Task details
Down to the last line, set the entries down again exactly.

Supplied entries
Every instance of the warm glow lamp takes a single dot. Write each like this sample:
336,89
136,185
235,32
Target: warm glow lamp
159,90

Written reply
Every instance of the warm glow lamp takes a single dot. Write each like this sample:
336,89
136,185
235,32
Target: warm glow lamp
159,90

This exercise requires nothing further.